# SET TASK:
The required output is the exact sequence of lines from the line holding "Target: dry grass" to the end of the records, inclusive.
----- THE DATA
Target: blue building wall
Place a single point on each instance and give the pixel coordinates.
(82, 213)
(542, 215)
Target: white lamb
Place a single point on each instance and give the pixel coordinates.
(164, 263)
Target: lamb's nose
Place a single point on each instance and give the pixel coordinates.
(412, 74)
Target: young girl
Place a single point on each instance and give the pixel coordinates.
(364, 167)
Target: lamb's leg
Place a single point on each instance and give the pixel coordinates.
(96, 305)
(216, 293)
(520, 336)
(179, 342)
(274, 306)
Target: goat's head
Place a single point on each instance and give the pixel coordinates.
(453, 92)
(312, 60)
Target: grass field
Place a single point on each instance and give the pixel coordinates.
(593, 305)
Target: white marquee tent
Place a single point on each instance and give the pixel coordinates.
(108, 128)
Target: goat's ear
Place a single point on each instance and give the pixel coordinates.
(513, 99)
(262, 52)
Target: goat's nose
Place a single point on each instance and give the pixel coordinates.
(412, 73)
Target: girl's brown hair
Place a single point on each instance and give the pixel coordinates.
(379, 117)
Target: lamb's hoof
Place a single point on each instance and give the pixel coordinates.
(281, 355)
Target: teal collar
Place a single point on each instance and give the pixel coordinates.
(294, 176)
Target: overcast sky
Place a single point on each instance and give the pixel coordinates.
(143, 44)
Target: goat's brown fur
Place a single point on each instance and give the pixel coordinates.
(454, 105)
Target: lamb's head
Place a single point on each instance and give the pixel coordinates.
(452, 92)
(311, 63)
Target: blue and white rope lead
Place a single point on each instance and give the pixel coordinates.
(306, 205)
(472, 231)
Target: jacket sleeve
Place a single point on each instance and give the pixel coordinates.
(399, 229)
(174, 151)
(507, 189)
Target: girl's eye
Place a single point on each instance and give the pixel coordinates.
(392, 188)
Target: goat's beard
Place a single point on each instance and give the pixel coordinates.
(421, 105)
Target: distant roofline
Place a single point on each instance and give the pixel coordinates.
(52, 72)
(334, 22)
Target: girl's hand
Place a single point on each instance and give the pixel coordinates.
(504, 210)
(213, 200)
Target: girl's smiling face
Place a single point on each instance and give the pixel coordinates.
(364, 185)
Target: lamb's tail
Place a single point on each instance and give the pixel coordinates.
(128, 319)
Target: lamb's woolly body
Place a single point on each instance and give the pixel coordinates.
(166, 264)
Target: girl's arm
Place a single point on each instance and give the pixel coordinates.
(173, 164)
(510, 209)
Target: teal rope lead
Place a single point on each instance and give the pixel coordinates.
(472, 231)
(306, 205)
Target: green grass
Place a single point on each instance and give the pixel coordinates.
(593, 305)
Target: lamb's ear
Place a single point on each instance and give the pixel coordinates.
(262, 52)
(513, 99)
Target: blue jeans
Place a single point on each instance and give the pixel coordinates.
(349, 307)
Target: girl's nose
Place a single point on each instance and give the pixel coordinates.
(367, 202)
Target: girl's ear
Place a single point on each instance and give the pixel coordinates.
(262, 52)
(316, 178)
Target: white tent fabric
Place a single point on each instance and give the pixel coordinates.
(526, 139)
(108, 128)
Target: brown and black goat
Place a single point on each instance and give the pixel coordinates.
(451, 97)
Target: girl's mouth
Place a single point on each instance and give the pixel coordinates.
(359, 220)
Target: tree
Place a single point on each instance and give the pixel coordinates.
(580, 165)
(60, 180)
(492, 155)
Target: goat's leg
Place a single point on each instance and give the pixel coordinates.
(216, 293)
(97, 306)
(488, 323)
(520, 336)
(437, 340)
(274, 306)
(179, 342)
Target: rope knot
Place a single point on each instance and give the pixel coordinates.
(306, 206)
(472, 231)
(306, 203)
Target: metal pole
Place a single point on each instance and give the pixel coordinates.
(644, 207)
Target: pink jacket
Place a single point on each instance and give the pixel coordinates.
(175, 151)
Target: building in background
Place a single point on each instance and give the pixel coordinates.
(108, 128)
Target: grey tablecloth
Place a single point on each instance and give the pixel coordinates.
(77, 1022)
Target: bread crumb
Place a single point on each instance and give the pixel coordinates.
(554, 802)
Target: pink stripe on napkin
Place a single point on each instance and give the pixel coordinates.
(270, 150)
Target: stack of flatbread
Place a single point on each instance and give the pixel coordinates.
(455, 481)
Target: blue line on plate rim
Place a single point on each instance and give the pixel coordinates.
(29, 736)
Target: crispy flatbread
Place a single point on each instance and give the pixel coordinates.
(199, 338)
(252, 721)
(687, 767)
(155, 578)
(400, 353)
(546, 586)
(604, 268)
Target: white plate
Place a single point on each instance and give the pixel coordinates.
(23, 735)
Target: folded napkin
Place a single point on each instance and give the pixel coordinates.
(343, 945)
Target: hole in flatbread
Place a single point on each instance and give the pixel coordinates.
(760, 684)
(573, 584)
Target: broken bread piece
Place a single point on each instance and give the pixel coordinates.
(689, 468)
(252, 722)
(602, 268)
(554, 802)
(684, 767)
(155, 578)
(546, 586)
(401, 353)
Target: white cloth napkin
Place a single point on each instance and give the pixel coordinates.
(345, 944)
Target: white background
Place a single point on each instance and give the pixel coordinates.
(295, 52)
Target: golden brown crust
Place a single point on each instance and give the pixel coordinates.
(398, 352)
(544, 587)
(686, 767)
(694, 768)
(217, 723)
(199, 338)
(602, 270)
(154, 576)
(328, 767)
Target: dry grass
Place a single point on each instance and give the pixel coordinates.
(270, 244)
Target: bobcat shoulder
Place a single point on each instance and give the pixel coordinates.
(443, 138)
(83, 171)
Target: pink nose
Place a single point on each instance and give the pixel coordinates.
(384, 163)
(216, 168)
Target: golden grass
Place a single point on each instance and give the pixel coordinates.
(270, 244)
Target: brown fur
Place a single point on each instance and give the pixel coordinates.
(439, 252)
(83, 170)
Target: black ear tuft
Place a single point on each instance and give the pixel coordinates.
----------
# RESULT BELOW:
Target: dry grass
Place a single point on each instance and give the pixel coordinates.
(270, 244)
Target: bobcat shoulder
Place a single point on each instance and give the pixel coordinates.
(443, 138)
(83, 171)
Target: pink nose
Place a single point on each instance and give the pixel coordinates.
(384, 163)
(216, 168)
Target: golden grass
Place a single point on each instance and give the pixel coordinates.
(270, 244)
Target: brown fur
Place a single point on each instance and give the pixel coordinates.
(439, 252)
(83, 170)
Target: black ear tuft
Place a single point on each instance and give the pixel coordinates.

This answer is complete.